__GIVEN REQUEST__. Convert the entries below into a JSON array of strings, with each line as its own string and blank lines omitted.

__INFORMATION PROVIDED__.
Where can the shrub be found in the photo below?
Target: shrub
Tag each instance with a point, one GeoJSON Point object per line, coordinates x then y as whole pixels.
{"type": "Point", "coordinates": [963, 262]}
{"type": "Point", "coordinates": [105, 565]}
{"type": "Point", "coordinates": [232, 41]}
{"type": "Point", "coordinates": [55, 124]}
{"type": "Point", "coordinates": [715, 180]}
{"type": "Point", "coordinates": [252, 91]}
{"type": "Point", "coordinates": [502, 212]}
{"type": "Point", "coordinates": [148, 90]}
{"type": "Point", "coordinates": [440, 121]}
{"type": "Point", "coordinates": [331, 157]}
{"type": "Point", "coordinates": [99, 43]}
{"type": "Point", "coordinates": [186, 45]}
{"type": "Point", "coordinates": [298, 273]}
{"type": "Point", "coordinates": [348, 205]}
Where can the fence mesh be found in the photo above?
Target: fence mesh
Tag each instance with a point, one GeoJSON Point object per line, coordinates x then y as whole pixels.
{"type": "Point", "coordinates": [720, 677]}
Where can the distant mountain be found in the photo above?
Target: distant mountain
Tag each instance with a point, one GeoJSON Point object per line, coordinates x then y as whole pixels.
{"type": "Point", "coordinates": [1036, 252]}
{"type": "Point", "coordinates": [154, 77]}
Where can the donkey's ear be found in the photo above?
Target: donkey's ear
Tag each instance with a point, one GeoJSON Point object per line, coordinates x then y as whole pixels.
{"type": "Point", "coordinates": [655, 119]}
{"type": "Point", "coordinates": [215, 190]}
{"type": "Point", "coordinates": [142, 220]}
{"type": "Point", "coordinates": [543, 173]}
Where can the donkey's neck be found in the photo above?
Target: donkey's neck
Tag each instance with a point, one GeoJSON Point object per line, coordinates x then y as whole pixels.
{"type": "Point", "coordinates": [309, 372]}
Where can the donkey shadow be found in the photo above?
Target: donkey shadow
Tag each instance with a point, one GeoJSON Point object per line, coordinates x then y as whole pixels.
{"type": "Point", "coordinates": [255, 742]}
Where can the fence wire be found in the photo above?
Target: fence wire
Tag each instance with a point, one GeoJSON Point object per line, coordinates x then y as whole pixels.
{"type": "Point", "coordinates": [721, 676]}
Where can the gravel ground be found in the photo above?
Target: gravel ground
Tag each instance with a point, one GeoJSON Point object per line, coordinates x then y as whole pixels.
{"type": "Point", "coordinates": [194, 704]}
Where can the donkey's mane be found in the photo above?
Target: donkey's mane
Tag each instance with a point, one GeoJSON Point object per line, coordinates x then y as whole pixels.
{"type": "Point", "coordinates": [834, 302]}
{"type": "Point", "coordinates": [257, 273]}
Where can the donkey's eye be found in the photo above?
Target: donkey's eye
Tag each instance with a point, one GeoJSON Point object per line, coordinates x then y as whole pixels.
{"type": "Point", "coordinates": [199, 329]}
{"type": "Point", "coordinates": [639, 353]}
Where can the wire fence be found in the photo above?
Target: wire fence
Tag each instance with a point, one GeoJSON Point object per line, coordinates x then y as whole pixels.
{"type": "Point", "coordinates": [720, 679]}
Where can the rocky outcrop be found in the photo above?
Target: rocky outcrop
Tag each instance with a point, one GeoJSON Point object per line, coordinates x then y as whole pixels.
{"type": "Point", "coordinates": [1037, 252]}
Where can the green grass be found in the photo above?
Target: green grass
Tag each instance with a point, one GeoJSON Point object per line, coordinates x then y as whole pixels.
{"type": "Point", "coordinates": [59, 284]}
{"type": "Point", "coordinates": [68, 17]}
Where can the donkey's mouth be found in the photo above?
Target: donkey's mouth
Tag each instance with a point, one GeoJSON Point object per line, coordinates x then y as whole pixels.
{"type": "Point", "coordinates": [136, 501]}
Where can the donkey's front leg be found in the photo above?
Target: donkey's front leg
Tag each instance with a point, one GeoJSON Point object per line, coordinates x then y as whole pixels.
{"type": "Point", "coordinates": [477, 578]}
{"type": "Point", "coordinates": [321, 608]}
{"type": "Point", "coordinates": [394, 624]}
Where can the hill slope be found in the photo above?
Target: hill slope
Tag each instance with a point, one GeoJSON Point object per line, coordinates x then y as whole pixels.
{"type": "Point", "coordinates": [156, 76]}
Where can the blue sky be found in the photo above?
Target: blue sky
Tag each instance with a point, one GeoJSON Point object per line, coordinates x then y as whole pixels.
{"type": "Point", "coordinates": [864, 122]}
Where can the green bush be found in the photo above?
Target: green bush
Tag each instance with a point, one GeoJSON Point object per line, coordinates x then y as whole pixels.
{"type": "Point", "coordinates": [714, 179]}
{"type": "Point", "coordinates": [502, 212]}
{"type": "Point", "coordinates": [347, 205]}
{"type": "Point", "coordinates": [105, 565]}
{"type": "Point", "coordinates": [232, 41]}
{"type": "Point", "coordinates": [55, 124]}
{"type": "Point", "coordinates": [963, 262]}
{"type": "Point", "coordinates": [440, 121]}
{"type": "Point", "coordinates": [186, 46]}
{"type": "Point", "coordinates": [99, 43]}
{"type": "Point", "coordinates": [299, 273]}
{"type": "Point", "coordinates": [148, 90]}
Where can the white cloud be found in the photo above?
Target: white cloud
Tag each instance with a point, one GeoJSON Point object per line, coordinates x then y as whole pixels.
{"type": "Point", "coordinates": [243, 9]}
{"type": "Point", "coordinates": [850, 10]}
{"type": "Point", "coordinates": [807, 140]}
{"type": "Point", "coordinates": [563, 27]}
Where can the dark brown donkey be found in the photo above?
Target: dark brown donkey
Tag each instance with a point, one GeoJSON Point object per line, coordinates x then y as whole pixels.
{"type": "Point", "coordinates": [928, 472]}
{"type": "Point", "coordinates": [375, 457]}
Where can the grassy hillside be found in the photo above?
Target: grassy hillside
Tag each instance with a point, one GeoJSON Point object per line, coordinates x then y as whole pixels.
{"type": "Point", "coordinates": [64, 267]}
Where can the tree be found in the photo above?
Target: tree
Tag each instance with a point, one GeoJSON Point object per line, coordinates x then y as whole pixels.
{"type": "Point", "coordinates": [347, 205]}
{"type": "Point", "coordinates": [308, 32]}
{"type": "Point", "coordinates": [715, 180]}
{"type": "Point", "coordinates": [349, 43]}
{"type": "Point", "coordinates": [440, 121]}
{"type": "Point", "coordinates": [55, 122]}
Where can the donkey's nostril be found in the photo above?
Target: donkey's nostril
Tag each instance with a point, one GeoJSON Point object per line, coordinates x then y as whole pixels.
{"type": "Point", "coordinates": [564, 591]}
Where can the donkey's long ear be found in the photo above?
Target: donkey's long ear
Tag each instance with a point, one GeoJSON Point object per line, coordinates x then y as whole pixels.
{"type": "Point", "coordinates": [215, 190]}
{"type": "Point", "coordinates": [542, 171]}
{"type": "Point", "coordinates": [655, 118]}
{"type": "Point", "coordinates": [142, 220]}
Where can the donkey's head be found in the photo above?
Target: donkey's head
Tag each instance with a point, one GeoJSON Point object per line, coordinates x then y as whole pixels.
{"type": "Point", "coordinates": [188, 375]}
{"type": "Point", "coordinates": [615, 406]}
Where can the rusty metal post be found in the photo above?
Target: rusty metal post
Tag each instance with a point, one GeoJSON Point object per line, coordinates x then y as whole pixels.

__WORKED SOLUTION__.
[
  "Where can the shrub be found in the photo below?",
  "Target: shrub",
  "Tag each instance with a point, one GeoJSON Point object per line, coordinates x then y as whole pixels.",
  "{\"type\": \"Point\", \"coordinates\": [963, 262]}",
  "{\"type\": \"Point\", \"coordinates\": [105, 565]}",
  "{\"type\": \"Point\", \"coordinates\": [232, 41]}",
  "{\"type\": \"Point\", \"coordinates\": [55, 124]}",
  "{\"type\": \"Point\", \"coordinates\": [715, 180]}",
  "{\"type\": \"Point\", \"coordinates\": [252, 91]}",
  "{\"type\": \"Point\", \"coordinates\": [502, 212]}",
  "{\"type\": \"Point\", \"coordinates\": [148, 90]}",
  "{\"type\": \"Point\", \"coordinates\": [440, 121]}",
  "{\"type\": \"Point\", \"coordinates\": [331, 157]}",
  "{\"type\": \"Point\", \"coordinates\": [99, 43]}",
  "{\"type\": \"Point\", \"coordinates\": [186, 45]}",
  "{\"type\": \"Point\", \"coordinates\": [298, 273]}",
  "{\"type\": \"Point\", \"coordinates\": [348, 205]}",
  "Where can the fence mesh be found in the photo above?",
  "Target: fence mesh",
  "Tag each instance with a point, one GeoJSON Point object per line, coordinates x then y as whole pixels.",
  "{\"type\": \"Point\", \"coordinates\": [720, 677]}",
  "Where can the distant mountain be found in the photo above?",
  "Target: distant mountain",
  "Tag each instance with a point, one GeoJSON Point object per line, coordinates x then y as whole pixels.",
  "{\"type\": \"Point\", \"coordinates\": [1036, 252]}",
  "{\"type\": \"Point\", \"coordinates\": [154, 77]}",
  "Where can the donkey's ear be found in the photo above?",
  "Target: donkey's ear",
  "Tag each instance with a point, one GeoJSON Point object per line, coordinates x then y as whole pixels.",
  "{\"type\": \"Point\", \"coordinates\": [655, 119]}",
  "{\"type\": \"Point\", \"coordinates\": [215, 190]}",
  "{\"type\": \"Point\", \"coordinates\": [142, 220]}",
  "{\"type\": \"Point\", \"coordinates\": [543, 173]}",
  "Where can the donkey's neck be found in the photo above?",
  "Target: donkey's neck",
  "Tag each instance with a point, one GeoJSON Point object per line, coordinates x then y as whole pixels.",
  "{\"type\": \"Point\", \"coordinates\": [309, 372]}",
  "Where can the donkey shadow be found in the photo above?",
  "Target: donkey shadow",
  "Tag each instance with a point, one GeoJSON Point object per line, coordinates x then y as whole pixels.",
  "{\"type\": \"Point\", \"coordinates\": [255, 742]}",
  "Where can the fence wire be found in the photo above?",
  "Target: fence wire",
  "Tag each instance with a point, one GeoJSON Point object per line, coordinates x then y as whole pixels.",
  "{\"type\": \"Point\", \"coordinates\": [721, 676]}",
  "Where can the gravel ground be found in the photo above?",
  "Target: gravel ground",
  "Tag each instance with a point, one GeoJSON Point object per line, coordinates x then y as whole pixels.",
  "{\"type\": \"Point\", \"coordinates\": [194, 704]}",
  "Where can the donkey's mane be found in the photo above?",
  "Target: donkey's mane",
  "Tag each instance with a point, one GeoJSON Point object per line, coordinates x then y as whole pixels.",
  "{\"type\": \"Point\", \"coordinates\": [834, 302]}",
  "{\"type\": \"Point\", \"coordinates\": [257, 273]}",
  "Where can the donkey's eye be found in the photo above?",
  "Target: donkey's eye",
  "Tag each instance with a point, one GeoJSON Point object per line, coordinates x then y as whole pixels.",
  "{\"type\": \"Point\", \"coordinates\": [199, 329]}",
  "{\"type\": \"Point\", \"coordinates\": [639, 353]}",
  "Where can the wire fence be found in the photo above?",
  "Target: wire fence",
  "Tag each instance with a point, one GeoJSON Point object per line, coordinates x then y as whole pixels.",
  "{\"type\": \"Point\", \"coordinates\": [720, 679]}",
  "Where can the rocky outcrop be found in the photo above?",
  "Target: rocky outcrop",
  "Tag each instance with a point, one GeoJSON Point object per line, coordinates x then y as whole pixels.",
  "{\"type\": \"Point\", \"coordinates\": [1037, 252]}",
  "Where can the green grass be found in the photo above?",
  "Target: green grass",
  "Tag each instance with a point, one GeoJSON Point object per line, coordinates x then y as whole pixels.",
  "{\"type\": \"Point\", \"coordinates\": [59, 284]}",
  "{\"type\": \"Point\", \"coordinates\": [68, 17]}",
  "Where can the donkey's mouth be found in the photo above?",
  "Target: donkey's mouth",
  "Tag each instance with a point, one GeoJSON Point object per line, coordinates x then y as whole pixels.",
  "{\"type\": \"Point\", \"coordinates\": [136, 501]}",
  "Where can the donkey's front leg be found in the photo above?",
  "Target: donkey's front leg",
  "Tag each instance with a point, one GeoJSON Point object per line, coordinates x then y as whole pixels.",
  "{\"type\": \"Point\", \"coordinates\": [477, 578]}",
  "{\"type\": \"Point\", \"coordinates\": [321, 608]}",
  "{\"type\": \"Point\", \"coordinates\": [394, 624]}",
  "Where can the hill slope be found in the photo above?",
  "Target: hill slope",
  "Tag each instance with a point, one GeoJSON Point object per line, coordinates x then y as whole pixels.",
  "{\"type\": \"Point\", \"coordinates\": [156, 76]}",
  "Where can the blue sky be found in the photo above?",
  "Target: blue sky",
  "Tag each instance with a point, one GeoJSON Point object per line, coordinates x then y as whole pixels.",
  "{\"type\": \"Point\", \"coordinates\": [864, 122]}",
  "Where can the green bush be found in the photo above?",
  "Target: green bush",
  "Tag each instance with a point, one GeoJSON Point object per line, coordinates x then y as whole pixels.",
  "{\"type\": \"Point\", \"coordinates\": [714, 179]}",
  "{\"type\": \"Point\", \"coordinates\": [502, 212]}",
  "{\"type\": \"Point\", \"coordinates\": [347, 205]}",
  "{\"type\": \"Point\", \"coordinates\": [105, 565]}",
  "{\"type\": \"Point\", \"coordinates\": [232, 41]}",
  "{\"type\": \"Point\", \"coordinates\": [55, 124]}",
  "{\"type\": \"Point\", \"coordinates\": [963, 262]}",
  "{\"type\": \"Point\", \"coordinates\": [440, 121]}",
  "{\"type\": \"Point\", \"coordinates\": [186, 46]}",
  "{\"type\": \"Point\", \"coordinates\": [99, 43]}",
  "{\"type\": \"Point\", \"coordinates\": [299, 273]}",
  "{\"type\": \"Point\", \"coordinates\": [148, 90]}",
  "Where can the white cloud be found in the photo above?",
  "Target: white cloud",
  "Tag each instance with a point, one GeoJSON Point object per line, coordinates x then y as whole pixels.",
  "{\"type\": \"Point\", \"coordinates\": [243, 9]}",
  "{\"type\": \"Point\", \"coordinates\": [850, 10]}",
  "{\"type\": \"Point\", \"coordinates\": [807, 140]}",
  "{\"type\": \"Point\", \"coordinates\": [563, 27]}",
  "Where can the dark brown donkey be found in the photo above?",
  "Target: dark brown donkey",
  "Tag each instance with a point, one GeoJSON Point object per line, coordinates x then y as whole pixels.",
  "{\"type\": \"Point\", \"coordinates\": [928, 472]}",
  "{\"type\": \"Point\", \"coordinates\": [375, 457]}",
  "Where can the grassy hillside be found in the photo above?",
  "Target: grassy hillside",
  "Tag each instance with a point, one GeoJSON Point object per line, coordinates x then y as whole pixels.",
  "{\"type\": \"Point\", \"coordinates\": [64, 267]}",
  "Where can the tree be found in the photo above?",
  "Target: tree",
  "Tag each instance with a point, one GeoJSON Point object per line, coordinates x then y as whole pixels.",
  "{\"type\": \"Point\", \"coordinates\": [347, 205]}",
  "{\"type\": \"Point\", \"coordinates\": [308, 32]}",
  "{\"type\": \"Point\", \"coordinates\": [715, 180]}",
  "{\"type\": \"Point\", \"coordinates\": [349, 43]}",
  "{\"type\": \"Point\", \"coordinates\": [440, 121]}",
  "{\"type\": \"Point\", \"coordinates\": [55, 122]}",
  "Where can the donkey's nostril be found in the photo above?",
  "Target: donkey's nostril",
  "Tag each instance with a point, one GeoJSON Point object per line, coordinates x then y as whole pixels.",
  "{\"type\": \"Point\", \"coordinates\": [564, 591]}",
  "Where can the donkey's long ear be found in the photo above?",
  "Target: donkey's long ear",
  "Tag each instance with a point, one GeoJSON Point object per line, coordinates x then y as whole pixels.",
  "{\"type\": \"Point\", \"coordinates\": [215, 190]}",
  "{\"type\": \"Point\", \"coordinates\": [542, 171]}",
  "{\"type\": \"Point\", \"coordinates\": [655, 118]}",
  "{\"type\": \"Point\", \"coordinates\": [142, 220]}",
  "Where can the donkey's head be found in the photo above?",
  "Target: donkey's head",
  "Tag each instance with a point, one GeoJSON Point object per line, coordinates x then y as whole pixels.",
  "{\"type\": \"Point\", \"coordinates\": [188, 375]}",
  "{\"type\": \"Point\", \"coordinates\": [615, 406]}",
  "Where can the rusty metal post be found in the photo above?",
  "Target: rusty metal post",
  "Tag each instance with a point, one GeoJSON Point object per line, coordinates x then y as whole pixels."
]